*Records for the task*:
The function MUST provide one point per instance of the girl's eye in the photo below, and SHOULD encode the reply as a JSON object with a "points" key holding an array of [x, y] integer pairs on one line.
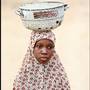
{"points": [[50, 47], [39, 46]]}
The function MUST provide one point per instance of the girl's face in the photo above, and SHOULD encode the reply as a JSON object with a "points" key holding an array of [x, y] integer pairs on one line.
{"points": [[43, 50]]}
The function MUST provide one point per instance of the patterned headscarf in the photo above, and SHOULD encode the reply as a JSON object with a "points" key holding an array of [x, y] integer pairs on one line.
{"points": [[36, 76]]}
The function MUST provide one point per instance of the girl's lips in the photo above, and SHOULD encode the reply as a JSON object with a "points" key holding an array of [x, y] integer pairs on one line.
{"points": [[43, 58]]}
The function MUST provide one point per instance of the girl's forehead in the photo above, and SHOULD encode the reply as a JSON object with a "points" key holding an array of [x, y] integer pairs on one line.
{"points": [[45, 42]]}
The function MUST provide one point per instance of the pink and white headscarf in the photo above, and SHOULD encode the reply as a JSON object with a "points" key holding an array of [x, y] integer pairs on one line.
{"points": [[36, 76]]}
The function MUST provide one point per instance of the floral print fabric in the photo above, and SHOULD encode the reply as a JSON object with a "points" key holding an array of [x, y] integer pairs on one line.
{"points": [[36, 76]]}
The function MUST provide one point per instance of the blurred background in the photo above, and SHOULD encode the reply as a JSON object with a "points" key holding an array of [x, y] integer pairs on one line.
{"points": [[72, 42]]}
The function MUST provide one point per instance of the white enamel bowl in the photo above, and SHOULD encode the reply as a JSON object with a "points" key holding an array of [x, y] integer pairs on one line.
{"points": [[42, 16]]}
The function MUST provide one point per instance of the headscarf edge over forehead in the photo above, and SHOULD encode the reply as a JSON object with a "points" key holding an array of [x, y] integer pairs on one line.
{"points": [[37, 35]]}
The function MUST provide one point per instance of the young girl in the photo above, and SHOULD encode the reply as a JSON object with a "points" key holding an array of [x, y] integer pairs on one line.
{"points": [[41, 68]]}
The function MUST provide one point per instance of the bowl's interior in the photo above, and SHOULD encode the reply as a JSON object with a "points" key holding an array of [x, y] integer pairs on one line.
{"points": [[41, 5]]}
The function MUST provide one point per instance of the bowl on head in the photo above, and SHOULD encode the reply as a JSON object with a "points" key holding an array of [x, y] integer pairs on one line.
{"points": [[42, 16]]}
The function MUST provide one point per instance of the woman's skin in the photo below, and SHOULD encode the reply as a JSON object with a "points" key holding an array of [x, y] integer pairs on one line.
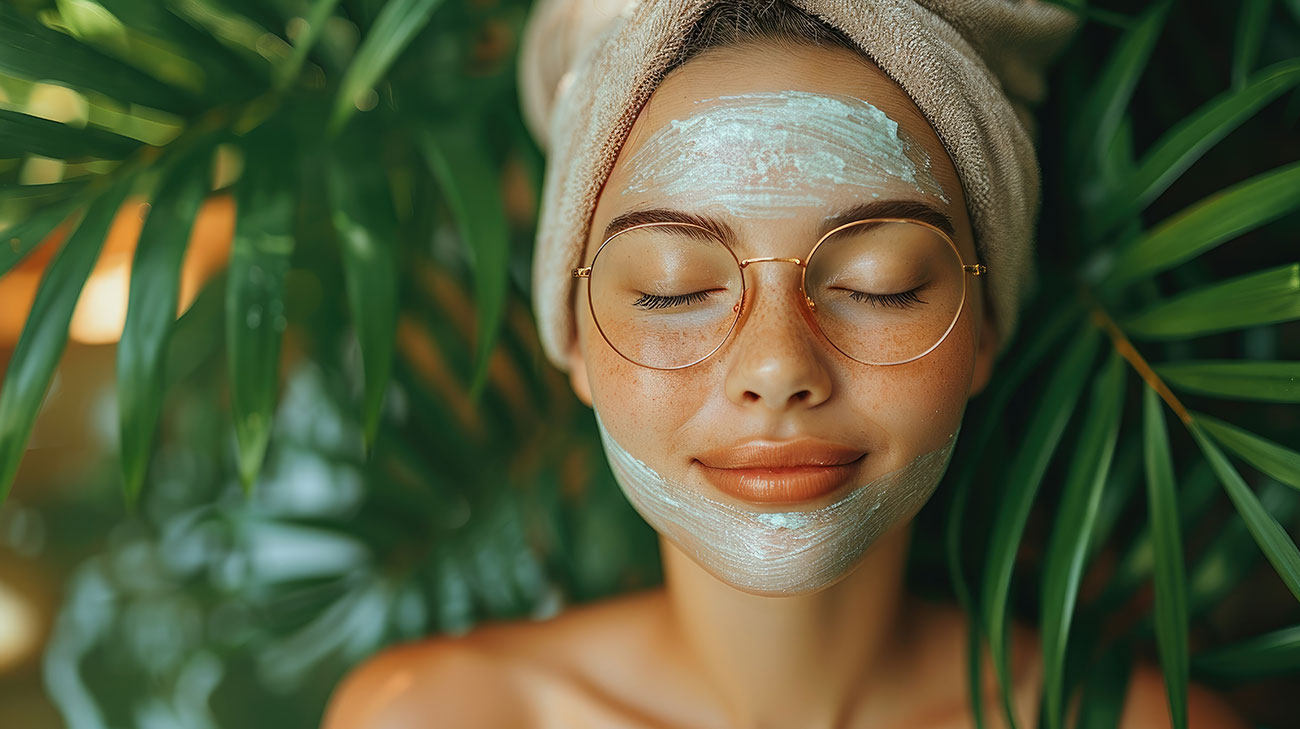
{"points": [[698, 652]]}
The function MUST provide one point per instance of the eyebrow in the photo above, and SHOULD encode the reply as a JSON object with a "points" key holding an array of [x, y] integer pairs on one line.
{"points": [[908, 209]]}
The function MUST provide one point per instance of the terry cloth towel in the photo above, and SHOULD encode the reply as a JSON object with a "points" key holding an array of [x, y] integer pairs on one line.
{"points": [[971, 66]]}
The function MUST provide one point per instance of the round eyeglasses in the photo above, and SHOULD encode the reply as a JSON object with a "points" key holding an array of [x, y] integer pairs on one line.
{"points": [[883, 291]]}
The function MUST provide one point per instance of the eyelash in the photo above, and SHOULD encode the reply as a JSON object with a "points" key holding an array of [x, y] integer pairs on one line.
{"points": [[902, 300], [655, 302]]}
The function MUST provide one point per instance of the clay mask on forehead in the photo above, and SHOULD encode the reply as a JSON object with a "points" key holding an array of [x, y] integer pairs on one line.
{"points": [[759, 155], [776, 552]]}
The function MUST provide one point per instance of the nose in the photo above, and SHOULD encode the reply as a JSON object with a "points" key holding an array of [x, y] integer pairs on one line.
{"points": [[776, 359]]}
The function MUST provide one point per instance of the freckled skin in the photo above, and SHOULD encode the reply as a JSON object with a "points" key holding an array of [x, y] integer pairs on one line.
{"points": [[776, 376], [698, 652]]}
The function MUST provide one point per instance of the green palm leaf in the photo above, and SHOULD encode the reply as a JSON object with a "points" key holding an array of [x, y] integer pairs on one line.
{"points": [[367, 228], [398, 22], [469, 185], [1264, 655], [24, 134], [1266, 296], [1168, 542], [1275, 543], [1190, 139], [46, 334], [151, 311], [22, 237], [1275, 460], [1104, 108], [1073, 530], [29, 50], [1247, 380], [255, 299], [1249, 34], [1026, 473], [1223, 216]]}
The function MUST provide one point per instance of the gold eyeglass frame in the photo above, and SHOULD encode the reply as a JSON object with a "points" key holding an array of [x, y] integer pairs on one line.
{"points": [[585, 272]]}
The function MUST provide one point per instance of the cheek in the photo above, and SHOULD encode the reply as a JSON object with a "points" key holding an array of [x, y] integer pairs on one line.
{"points": [[921, 403], [642, 408]]}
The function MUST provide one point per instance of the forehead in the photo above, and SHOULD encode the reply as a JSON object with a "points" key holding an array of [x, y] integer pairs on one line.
{"points": [[696, 95]]}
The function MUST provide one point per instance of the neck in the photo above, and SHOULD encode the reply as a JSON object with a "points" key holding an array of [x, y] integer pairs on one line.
{"points": [[802, 660]]}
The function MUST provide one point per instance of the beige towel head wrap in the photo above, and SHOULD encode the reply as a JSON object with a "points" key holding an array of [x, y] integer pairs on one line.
{"points": [[971, 66]]}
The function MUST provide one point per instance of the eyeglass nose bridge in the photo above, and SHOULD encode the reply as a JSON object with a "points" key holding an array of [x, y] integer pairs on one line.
{"points": [[800, 263], [796, 261]]}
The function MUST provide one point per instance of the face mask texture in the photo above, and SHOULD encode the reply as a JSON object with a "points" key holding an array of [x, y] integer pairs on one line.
{"points": [[776, 552], [759, 155]]}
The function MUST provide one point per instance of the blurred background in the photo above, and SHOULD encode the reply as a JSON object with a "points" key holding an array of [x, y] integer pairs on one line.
{"points": [[273, 398]]}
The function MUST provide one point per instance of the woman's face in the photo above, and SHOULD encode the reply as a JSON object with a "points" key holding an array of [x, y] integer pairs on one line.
{"points": [[776, 378]]}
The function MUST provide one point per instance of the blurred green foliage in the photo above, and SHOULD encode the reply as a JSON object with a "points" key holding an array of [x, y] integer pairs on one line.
{"points": [[351, 438]]}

*What you should do*: Transcribe every entry above exactly. Omit all pictures.

*Response to this exercise*:
The function MUST provide one point per instance of the girl's eye in the photo below, and SHOULD encode the reply as a JSON object with a "points" key holding an array of [x, y] integer pairs on one line.
{"points": [[50, 47], [39, 46]]}
The function MUST provide one point per instance of the girl's face in the photo above, and SHOULD encode the reply as a JSON object with a "points" key holding an array of [x, y] integer pairs on one line.
{"points": [[43, 50]]}
The function MUST provide one point per instance of the patterned headscarf in the photo above, and SHOULD encode the reply as a JSON object with a "points" key holding an array of [x, y] integer pairs on one line.
{"points": [[36, 76]]}
The function MUST provide one point per instance of the girl's lips in the photo above, and SHOULD encode the reply as a JSON object with a "points" key holding an array of [x, y] integer pairs on one line.
{"points": [[43, 58]]}
The function MUST provide one point per instance of the girl's forehead in the photo above, and SHOULD encode the reply as a JSON object with a "points" key holding an array of [x, y] integer pairs on one line.
{"points": [[45, 42]]}
The function MUST provide one point per instance of the pink and white headscarf in the photo above, and SHOULD encode the reply as a JSON object with a "points" key holding an array of [x, y] integer pairs on one line.
{"points": [[36, 76]]}
The function MUST provide one point per instance of the floral print fabric in the photo above, and SHOULD encode the reply as a JSON object with a "points" key holding an array of [x, y] integer pairs on one line.
{"points": [[36, 76]]}
The function MUST provide one point per instance of the blurred background in the photo above, and SHOULD encode the reply as a JSON object with a "points" key holding an array of [x, y] integer pairs on one line.
{"points": [[72, 42]]}
The function MUST provide one point per instance of the white enamel bowl in the photo above, and SHOULD encode the reply as a JSON object with a "points" key holding an array of [x, y] integer pairs on one line.
{"points": [[42, 16]]}
The function MUST provide one point per instance of the headscarf edge over forehead in the photo above, and SHOULD encode the reply as a JSON object with a "points" key holding an array of [x, y] integer pairs on one line.
{"points": [[37, 35]]}
The function MUST provide one point per instance of the young girl in the photo above, and SHOULD encode the reply as a JSON object with a "points" key holding an array of [x, y] integer pairs on one line.
{"points": [[41, 68]]}
The function MUST provide one point per instance of the bowl's interior in the photo above, and SHOULD encode the reply as a JSON object with a "points" key holding an array of [x, y] integer pairs on one line.
{"points": [[41, 5]]}
The function MUST provide one point per instance of the bowl on head in the photo above, and SHOULD encode the reply as a JSON object with a "points" key holding an array of [x, y] integer pairs on one line.
{"points": [[42, 16]]}
The function MUST provide one point per instance of the woman's skin in the photo below, and SHOULD encode the reply as a JSON object with a "points" key holding an array of [x, y] integer pairs on one line.
{"points": [[698, 652]]}
The function MUST provide one point per instance of the eyebrow in the photo above, and SHOULD encode the reply as a JSON object with a "points" key holding an array of [x, y] integer pairs on one line.
{"points": [[908, 209]]}
The function MUST provide one point per instance of the terry cloth towel in the photo above, and SHOULD encode the reply as a JSON object with a "points" key holding an array of [x, y] integer pairs on one line.
{"points": [[971, 66]]}
The function MUST provide one point per instance of the round eyeglasses in the photo above, and SHOULD encode the reply as a JSON object with a "points" key holding an array of [x, y] integer pairs on one line.
{"points": [[883, 291]]}
The function MUST provide one point per instance of the eyelash in the photo above, and SHOULD encode the reply as a JSON object with a "points" key holding an array of [x, y] integer pairs on one line.
{"points": [[902, 300], [655, 302]]}
The function MUST provide one point per instance of the clay mask on forehead in the photo above, and SHOULD encode the reply as a JSON object with a "points" key holding an array of [x, y] integer pairs on one line.
{"points": [[759, 155], [776, 552]]}
The function MUST provide one point per instance of the nose in the photo above, and SHOULD encode the reply as a JSON object with a "points" key holding an array of [x, y] integer pairs on one line.
{"points": [[776, 359]]}
The function MUST provide one point per instance of the freckled skin in the photo above, and SHOULD encode the reply as a JSON object with a "points" key holding an array of [x, y] integer pairs on one line.
{"points": [[776, 376], [698, 652]]}
The function MUST provide one point per instance of the green palm leaf in the photo above, and SHOULD encode the reply as a JSON object with a "points" key holding an array of [x, y] integer pairs on one line.
{"points": [[367, 228], [398, 22], [469, 185], [1264, 655], [24, 134], [1266, 296], [1168, 542], [1275, 543], [1190, 139], [46, 334], [151, 311], [22, 237], [1275, 460], [1104, 108], [1073, 530], [29, 50], [1247, 380], [255, 299], [1249, 34], [1026, 473], [1223, 216]]}
The function MUST provide one point per instance of the gold eyeglass frame in the photo above, and SHOULD encode the reply as a JSON object with a "points" key holding an array of [x, y] integer pairs on one line.
{"points": [[585, 272]]}
The function MUST provide one point per instance of the cheek in the photo above, and SHOULD encode the reply as a JSON object with a "points" key holding an array of [x, y] integer pairs on one line.
{"points": [[921, 403], [642, 408]]}
The function MUST provide one point per instance of the forehead in the photo above, and SHOULD encode the reply as a JSON object with a "points" key holding an array of [x, y] integer pairs on one line.
{"points": [[696, 95]]}
The function MUST provide one point per instance of the neck in the photo above, and SHOULD encode the reply as a JSON object with a "points" key holding an array of [x, y] integer pairs on one line.
{"points": [[802, 660]]}
The function MUST provide one point per instance of the beige towel head wrap in the photo above, and SHOULD encode the reply as a JSON object with a "points" key holding an array of [x, y] integer pairs on one line.
{"points": [[971, 66]]}
The function MUST provide one point per instance of the eyeglass nose bridge in the photo above, and SHOULD encode the reply as a JSON object with a "points" key holding an array of [x, y] integer pairs on one line.
{"points": [[800, 263], [796, 261]]}
The function MUST provide one point per instance of the face mask texture in the photo above, and SHOULD encode the reply as a JSON object with a "points" key holding an array of [x, y] integer pairs on one line.
{"points": [[776, 552], [759, 155]]}
The function MUST provide one point per instance of the blurred background in the photo above, and SHOULD encode the reply as a JSON object with a "points" key holding an array of [x, y] integer pairs on one line.
{"points": [[273, 398]]}
The function MUST provide one point per instance of the woman's face in the photo above, and SHOULD encode the reply as a JSON object with a "points" key holding an array of [x, y] integer pairs on one line.
{"points": [[776, 378]]}
The function MUST provide one point per instance of the blurred green foliage in the photo above, and SHOULD encode the reply as a JSON object with a "points" key holding an array of [x, y] integer pairs on one line.
{"points": [[351, 438]]}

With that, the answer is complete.